LIST OF TASKS.
1 - In the post "Goodbye Katie, hello Ben," how many people does the NHS estimate seek help with gender dysphoria?
2 - Reproduce the post "Goodbye Katie, hello Ben" word for word, everything from "She exclaimed that" down to "in glum silence.".

DOCUMENT SECTION.
-- Opening Marker --

Friday, October 12, 2012
Goodbye Katie, hello Ben
About two or three weeks before the bombshell dropped, an overheated dinner-table discussion (nothing unusual about that) erupted between Katie and Cass, my wife, about transgendered people and sexuality. It started with Katie talking about the film "Boys Don't Cry", which she had seen recently. Katie seemed unusually animated by the issues and engaged in a discussion about the difference between gender identity and sexual orientation.
She exclaimed that she was astounded that her mother didn't know the difference; she did, but 15-year-olds in the heat of an argument are difficult to convince at the best of times. As the argument came to a head, Cass glared across the table and demanded of Katie whether there was something she needed to tell us. There was a slight pause, then a defiant "no" and we finished the meal in glum silence.
It must have been a few days later that Katie confided in Josh, her 14-year-old brother, that she no longer wished to be a girl and intended to start the transition towards becoming a boy. Two weeks later she plucked up the courage to tell her mother.
Gender dysphoria (also known as transgenderism, gender identity disorder or gender incongruence) is the medical term for the feeling that one's biology and gender identity are mismatched. Although still classified as a mental-health problem, increasingly the professional's view is that the root causes are likely to be organic, prompted by genetic predisposition or overexposure to particular hormones in the womb or both. For the person with the condition, it feels as if they are trapped in a body of the wrong sex.
One can only imagine the anxiety and discomfort this can produce, and the fear that the person is, somehow, not quite right. The NHS estimates that about one in 4,000 people seeks help with gender dysphoria but suggests there may be many more who do not.
On average, men are diagnosed with gender dysphoria five times more than women. Treatment may involve help to come to terms with the condition by means of dress and lifestyle, or result in hormone therapy and surgical intervention. It is often the case that pre-pubescent children who feel such dysphoria find it resolves itself before puberty. For those who enter adulthood with these feelings, the most common outcome is hormone treatment and surgery to alter their biological sex.

-- Closing Marker --

DATA.
-- Opening Marker --

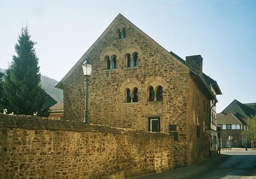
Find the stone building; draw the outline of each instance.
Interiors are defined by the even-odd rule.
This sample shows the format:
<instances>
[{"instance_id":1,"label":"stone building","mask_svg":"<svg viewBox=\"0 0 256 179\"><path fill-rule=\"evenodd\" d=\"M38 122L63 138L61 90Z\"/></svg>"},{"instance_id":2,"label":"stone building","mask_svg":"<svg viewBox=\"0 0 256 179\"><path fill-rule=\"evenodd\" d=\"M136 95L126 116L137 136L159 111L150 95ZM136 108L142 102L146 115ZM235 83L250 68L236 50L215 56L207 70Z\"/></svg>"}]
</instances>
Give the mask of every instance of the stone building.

-- Closing Marker --

ANSWER SECTION.
1 - About one in 4,000 people.

2 -
She exclaimed that she was astounded that her mother didn't know the difference; she did, but 15-year-olds in the heat of an argument are difficult to convince at the best of times. As the argument came to a head, Cass glared across the table and demanded of Katie whether there was something she needed to tell us. There was a slight pause, then a defiant "no" and we finished the meal in glum silence.